## WHAT TO DO
1. Answer from the passage on sitting and health.
(a) According to studies, what does smoking have direct connections with?
(b) On whose Periscope broadcast did the LA Times article come up in conversation?
(c) What meetings did the writer lead when the topic came up a year or so ago?
2. Copy the passage on sitting and health, beginning at the words "Truth is, sitting is" and stopping after "or even death.", and rename "desk" to "workstation".

## SOURCE PASSAGE
=== Begin Enclosure ===
Is Sitting the New Smoking?

Sitting

I’ve got your attention now, don’t I?  We all know that smoking is terrible for us. Studies show direct connections with cancer and early death, and for obvious reasons.  So why in the world would I dare ask if sitting is the new smoking?  Surely sitting seems like a plate of veggies in terms of health when compared with smoking!

Truth is, sitting is just as bad for you as smoking.  In fact, it might actually be worse.

In this day and age there are so many people that pride themselves over their big time office job, where they make the big bucks by working long hours and being fully dedicated to their work.  Your dedication of being chained to your desk could come something major like a promotion…or diabetes, obesity, a slew of health problems, or even death.

Awhile back, this article from the LA Times came up in conversation on a Periscope broadcast of my online friend, Margo (writer of Nacho Mama’s Blog) and it really got me thinking.  The whole “sitting is killing us all” topic also came up a year or so ago when I led Weight Watchers meetings, so this is clearly a “thing.”  I decided to research further.
=== End Enclosure ===
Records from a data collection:
=== Begin Enclosure ===
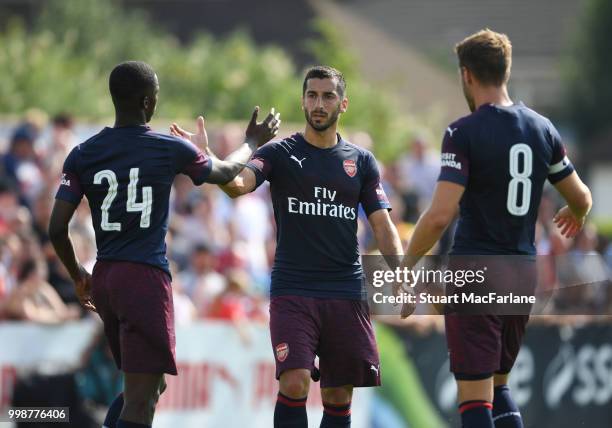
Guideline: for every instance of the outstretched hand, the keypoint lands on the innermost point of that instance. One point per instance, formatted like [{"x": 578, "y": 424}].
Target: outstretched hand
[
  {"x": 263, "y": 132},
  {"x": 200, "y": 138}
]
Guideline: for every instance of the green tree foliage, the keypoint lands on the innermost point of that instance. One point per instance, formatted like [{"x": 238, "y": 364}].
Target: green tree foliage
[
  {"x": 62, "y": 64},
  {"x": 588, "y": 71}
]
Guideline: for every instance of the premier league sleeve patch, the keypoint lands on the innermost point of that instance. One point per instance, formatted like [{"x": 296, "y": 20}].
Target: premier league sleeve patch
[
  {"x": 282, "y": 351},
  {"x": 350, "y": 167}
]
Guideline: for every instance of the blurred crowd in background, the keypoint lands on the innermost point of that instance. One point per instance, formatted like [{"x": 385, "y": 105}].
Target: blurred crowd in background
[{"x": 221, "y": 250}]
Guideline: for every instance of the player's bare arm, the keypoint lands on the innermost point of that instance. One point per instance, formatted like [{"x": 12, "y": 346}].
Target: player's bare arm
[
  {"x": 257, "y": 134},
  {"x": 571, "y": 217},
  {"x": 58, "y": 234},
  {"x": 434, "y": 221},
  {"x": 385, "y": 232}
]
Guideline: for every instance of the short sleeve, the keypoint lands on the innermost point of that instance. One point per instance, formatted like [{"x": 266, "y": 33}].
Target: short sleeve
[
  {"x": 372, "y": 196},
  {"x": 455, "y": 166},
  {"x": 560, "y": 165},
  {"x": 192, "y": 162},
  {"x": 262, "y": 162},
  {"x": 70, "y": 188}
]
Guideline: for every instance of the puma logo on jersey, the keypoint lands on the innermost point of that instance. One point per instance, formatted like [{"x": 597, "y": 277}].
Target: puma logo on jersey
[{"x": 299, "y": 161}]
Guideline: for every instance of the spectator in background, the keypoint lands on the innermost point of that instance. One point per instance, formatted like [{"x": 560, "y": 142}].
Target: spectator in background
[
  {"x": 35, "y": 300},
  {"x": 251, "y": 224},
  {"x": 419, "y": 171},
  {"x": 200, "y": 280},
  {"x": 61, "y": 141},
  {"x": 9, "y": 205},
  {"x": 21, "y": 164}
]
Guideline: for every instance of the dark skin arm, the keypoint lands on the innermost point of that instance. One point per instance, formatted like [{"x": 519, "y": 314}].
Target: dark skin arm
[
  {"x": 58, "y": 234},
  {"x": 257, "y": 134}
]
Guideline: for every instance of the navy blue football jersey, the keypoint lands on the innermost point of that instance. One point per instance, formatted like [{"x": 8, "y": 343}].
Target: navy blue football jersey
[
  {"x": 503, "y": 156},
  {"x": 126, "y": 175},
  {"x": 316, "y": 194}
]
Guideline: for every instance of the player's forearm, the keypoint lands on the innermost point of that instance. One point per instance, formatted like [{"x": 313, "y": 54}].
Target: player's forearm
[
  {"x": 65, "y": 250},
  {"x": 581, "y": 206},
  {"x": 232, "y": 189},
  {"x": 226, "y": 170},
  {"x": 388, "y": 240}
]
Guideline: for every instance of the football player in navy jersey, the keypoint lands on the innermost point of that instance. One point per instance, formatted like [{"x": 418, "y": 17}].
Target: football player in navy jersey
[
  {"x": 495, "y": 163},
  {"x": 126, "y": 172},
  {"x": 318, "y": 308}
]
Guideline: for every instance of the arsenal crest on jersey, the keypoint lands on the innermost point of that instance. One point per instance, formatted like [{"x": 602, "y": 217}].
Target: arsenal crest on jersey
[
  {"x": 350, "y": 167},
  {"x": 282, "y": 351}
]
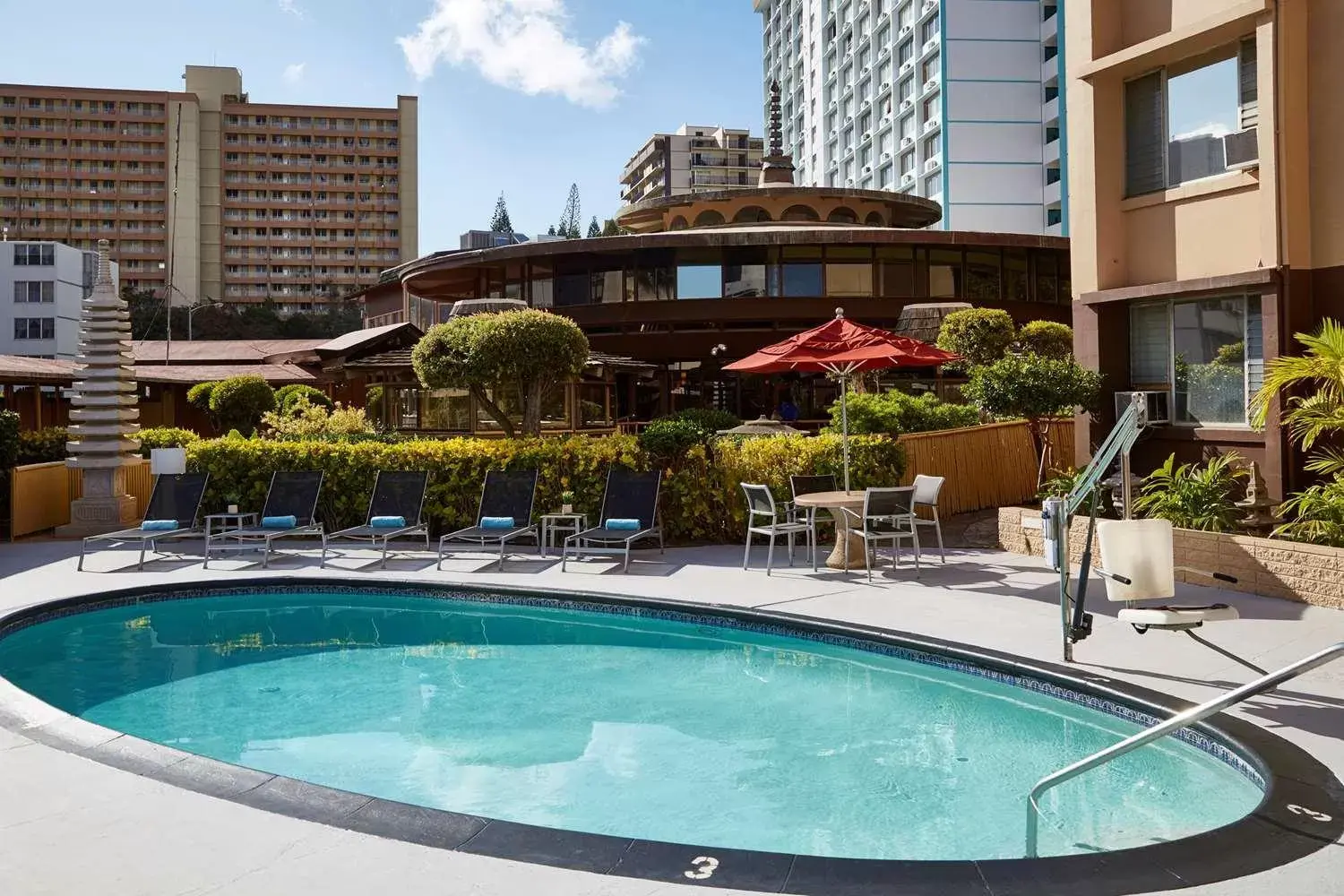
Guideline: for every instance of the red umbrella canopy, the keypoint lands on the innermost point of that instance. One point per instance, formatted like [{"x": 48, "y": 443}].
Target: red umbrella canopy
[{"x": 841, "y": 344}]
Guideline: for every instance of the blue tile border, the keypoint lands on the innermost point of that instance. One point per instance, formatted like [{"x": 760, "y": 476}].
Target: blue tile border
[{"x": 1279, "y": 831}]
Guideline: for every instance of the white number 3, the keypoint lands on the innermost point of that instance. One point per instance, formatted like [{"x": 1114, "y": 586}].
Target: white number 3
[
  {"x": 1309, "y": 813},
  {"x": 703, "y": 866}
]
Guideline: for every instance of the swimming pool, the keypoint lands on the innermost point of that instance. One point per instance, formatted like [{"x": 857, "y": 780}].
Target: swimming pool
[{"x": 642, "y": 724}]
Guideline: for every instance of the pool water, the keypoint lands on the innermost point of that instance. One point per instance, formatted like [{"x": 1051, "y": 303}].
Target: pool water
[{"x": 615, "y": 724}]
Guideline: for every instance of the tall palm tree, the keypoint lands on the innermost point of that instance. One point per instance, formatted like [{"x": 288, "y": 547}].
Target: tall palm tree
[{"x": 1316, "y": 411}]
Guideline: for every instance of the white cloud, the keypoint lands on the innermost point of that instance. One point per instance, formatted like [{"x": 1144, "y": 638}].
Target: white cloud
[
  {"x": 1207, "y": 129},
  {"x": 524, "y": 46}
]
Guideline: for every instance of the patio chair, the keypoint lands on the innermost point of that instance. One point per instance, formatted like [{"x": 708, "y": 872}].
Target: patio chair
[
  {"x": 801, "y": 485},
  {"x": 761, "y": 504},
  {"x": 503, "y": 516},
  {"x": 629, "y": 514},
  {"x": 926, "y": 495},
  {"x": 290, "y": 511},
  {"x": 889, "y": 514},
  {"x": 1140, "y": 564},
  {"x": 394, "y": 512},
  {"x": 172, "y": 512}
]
=== End Enclosure ===
=== Begin Enclosure ===
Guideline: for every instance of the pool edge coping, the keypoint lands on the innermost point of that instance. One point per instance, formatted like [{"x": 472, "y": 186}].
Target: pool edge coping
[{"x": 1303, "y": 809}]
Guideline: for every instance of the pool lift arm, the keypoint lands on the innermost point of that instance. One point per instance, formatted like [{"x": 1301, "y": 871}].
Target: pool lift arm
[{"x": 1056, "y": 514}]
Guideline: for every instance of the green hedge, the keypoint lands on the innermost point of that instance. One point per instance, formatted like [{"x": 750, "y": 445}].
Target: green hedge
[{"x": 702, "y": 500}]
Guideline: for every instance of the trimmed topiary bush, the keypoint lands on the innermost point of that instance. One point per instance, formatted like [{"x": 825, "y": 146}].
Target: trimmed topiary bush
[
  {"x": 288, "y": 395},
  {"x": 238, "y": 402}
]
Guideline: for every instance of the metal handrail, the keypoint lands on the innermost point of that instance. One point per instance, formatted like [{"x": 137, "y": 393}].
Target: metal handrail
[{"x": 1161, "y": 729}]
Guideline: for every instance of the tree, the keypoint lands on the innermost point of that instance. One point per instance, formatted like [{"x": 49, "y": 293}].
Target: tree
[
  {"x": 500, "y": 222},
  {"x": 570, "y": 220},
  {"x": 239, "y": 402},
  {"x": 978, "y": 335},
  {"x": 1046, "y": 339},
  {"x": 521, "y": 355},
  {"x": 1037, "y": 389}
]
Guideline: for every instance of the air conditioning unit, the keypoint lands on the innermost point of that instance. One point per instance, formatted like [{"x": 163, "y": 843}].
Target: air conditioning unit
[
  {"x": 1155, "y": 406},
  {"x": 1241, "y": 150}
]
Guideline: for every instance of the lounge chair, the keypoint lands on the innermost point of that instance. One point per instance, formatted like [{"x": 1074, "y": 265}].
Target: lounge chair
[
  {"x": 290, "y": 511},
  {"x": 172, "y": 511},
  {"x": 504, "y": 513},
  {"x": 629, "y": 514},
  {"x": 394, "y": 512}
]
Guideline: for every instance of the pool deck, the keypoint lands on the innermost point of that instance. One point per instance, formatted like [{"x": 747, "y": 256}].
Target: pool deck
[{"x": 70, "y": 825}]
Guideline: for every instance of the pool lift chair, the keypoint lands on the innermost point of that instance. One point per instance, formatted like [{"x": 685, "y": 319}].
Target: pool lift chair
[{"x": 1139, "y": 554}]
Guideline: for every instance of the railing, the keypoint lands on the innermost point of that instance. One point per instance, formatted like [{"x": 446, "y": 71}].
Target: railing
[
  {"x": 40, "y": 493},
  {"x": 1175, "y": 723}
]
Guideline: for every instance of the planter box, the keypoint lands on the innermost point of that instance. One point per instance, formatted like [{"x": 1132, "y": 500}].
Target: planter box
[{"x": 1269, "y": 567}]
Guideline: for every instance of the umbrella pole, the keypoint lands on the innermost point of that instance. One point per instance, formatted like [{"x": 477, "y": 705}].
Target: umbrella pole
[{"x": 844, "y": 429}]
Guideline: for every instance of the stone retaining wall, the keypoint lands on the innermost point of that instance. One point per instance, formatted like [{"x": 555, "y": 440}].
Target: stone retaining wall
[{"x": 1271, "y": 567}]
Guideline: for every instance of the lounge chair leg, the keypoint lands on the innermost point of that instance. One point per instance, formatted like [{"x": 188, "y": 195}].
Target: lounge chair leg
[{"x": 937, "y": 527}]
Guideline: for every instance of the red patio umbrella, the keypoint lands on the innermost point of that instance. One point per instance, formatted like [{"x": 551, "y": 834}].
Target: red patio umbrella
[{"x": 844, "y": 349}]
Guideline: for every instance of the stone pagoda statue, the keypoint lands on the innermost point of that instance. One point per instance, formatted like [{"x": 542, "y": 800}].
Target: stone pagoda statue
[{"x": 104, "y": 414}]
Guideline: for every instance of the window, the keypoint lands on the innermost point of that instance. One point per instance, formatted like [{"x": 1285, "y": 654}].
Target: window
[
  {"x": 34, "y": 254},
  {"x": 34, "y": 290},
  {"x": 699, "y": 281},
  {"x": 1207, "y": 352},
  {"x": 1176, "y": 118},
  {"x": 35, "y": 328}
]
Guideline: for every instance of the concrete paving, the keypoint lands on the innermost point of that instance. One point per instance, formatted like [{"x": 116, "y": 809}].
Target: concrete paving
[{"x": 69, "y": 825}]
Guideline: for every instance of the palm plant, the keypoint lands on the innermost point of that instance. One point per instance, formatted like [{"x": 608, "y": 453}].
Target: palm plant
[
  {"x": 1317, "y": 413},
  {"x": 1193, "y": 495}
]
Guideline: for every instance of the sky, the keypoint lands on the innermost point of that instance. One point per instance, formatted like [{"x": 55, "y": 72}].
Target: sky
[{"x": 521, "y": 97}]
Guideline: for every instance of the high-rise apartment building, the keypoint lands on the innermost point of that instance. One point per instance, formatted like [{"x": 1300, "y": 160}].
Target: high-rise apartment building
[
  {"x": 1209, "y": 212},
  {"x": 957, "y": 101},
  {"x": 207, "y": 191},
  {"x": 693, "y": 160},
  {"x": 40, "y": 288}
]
=== End Enclosure ===
## ANSWER SECTION
1.
(a) Cancer and early death.
(b) The writer's online friend Margo, writer of Nacho Mama's Blog.
(c) Weight Watchers meetings.

2.
Truth is, sitting is just as bad for you as smoking.  In fact, it might actually be worse.

In this day and age there are so many people that pride themselves over their big time office job, where they make the big bucks by working long hours and being fully dedicated to their work.  Your dedication of being chained to your workstation could come something major like a promotion…or diabetes, obesity, a slew of health problems, or even death.